## Passage shown
━━━━━━━━━━━━━━━━

Citing Hill, our supreme court has stated the question of whether counsel's deficient representation caused the defendant to plead guilty depends in large part on predicting whether the defendant likely would have been successful at trial. Hall, 217 Ill. 2d at 336, 841 N.E.2d at 921.
¶ 17 In this case, defendant did not make a claim of innocence or articulate a plausible defense; he simply rested on the bare allegation that he would have pled not guilty had he known of the deportation consequences of his plea. Contrary to defendant's assertion that he did not know of the deportation consequences of his plea, the record is clear defendant was admonished by the trial court that the conviction could result in deportation, exclusion from admission to the United States, or denial of naturalization.
¶ 18 Even if we excused defendant's failure to claim innocence or raise a plausible defense as Hall seems to require, defendant does not explain how his alleged ignorance of the deportation consequences factored into his decision to plead guilty. Or, stated differently, he does not explain why, had he known of that consequence, he would have pleaded not guilty and insisted on going to trial. While Padilla did not resolve the prejudice prong, it stated what was required for a defendant to show prejudice: "a petitioner must convince the court that a decision to reject the plea bargain would have been rational under the circumstances." Padilla, 559 U.S. at ___ , 130 S. Ct. at 1485. It is hard to imagine how rejection of the plea offer in this case would have been rational. Going to trial would not have spared defendant of the effect of deportation if he were convicted, which was likely, and would also have subjected him to the possibility of a greater term of imprisonment. The evidence against defendant is overwhelming. Essentially, the prejudice defendant alleges is dissatisfaction about the effects of deportation, which would not have changed if he had gone to trial and been convicted.

━━━━━━━━━━━━━━━━

## Data records

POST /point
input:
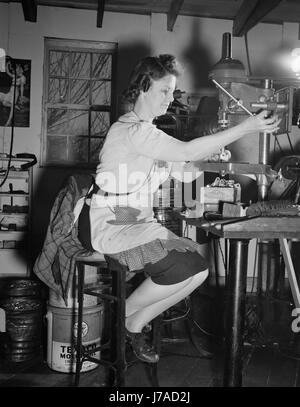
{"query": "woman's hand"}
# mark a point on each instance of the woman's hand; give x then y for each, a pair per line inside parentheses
(261, 123)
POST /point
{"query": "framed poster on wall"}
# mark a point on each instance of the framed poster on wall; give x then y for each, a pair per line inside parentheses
(15, 93)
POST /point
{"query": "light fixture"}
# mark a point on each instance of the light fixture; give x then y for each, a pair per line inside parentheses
(295, 61)
(2, 60)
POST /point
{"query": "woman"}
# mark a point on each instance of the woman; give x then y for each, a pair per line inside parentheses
(135, 159)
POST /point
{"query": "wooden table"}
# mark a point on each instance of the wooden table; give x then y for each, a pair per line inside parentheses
(239, 234)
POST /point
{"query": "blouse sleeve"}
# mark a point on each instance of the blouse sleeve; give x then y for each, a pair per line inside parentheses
(147, 140)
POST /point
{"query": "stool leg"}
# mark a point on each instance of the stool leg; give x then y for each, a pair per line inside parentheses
(189, 323)
(156, 342)
(80, 270)
(118, 336)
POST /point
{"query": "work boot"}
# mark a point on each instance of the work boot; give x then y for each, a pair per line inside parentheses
(140, 348)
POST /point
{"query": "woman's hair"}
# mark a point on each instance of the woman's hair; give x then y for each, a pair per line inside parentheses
(147, 69)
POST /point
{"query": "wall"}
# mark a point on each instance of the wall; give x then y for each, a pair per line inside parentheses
(196, 41)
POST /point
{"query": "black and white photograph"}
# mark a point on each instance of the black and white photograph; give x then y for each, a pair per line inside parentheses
(149, 197)
(15, 93)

━━━━━━━━━━━━━━━━

## Written tasks
A. Write out the court opinion passage starting with "Citing Hill, our" and going on through "denial of naturalization.", switching "deportation consequences" to "immigration consequences".
B. Using the court opinion, explain in one to three sentences why the court finds it hard to imagine that rejecting the plea offer would have been rational.

## Set of answers
A.
Citing Hill, our supreme court has stated the question of whether counsel's deficient representation caused the defendant to plead guilty depends in large part on predicting whether the defendant likely would have been successful at trial. Hall, 217 Ill. 2d at 336, 841 N.E.2d at 921.
¶ 17 In this case, defendant did not make a claim of innocence or articulate a plausible defense; he simply rested on the bare allegation that he would have pled not guilty had he known of the immigration consequences of his plea. Contrary to defendant's assertion that he did not know of the immigration consequences of his plea, the record is clear defendant was admonished by the trial court that the conviction could result in deportation, exclusion from admission to the United States, or denial of naturalization.

B. Going to trial would not have spared the defendant deportation if he were convicted, and conviction was likely because the evidence against him was overwhelming. A trial would also have exposed him to a possibly greater term of imprisonment.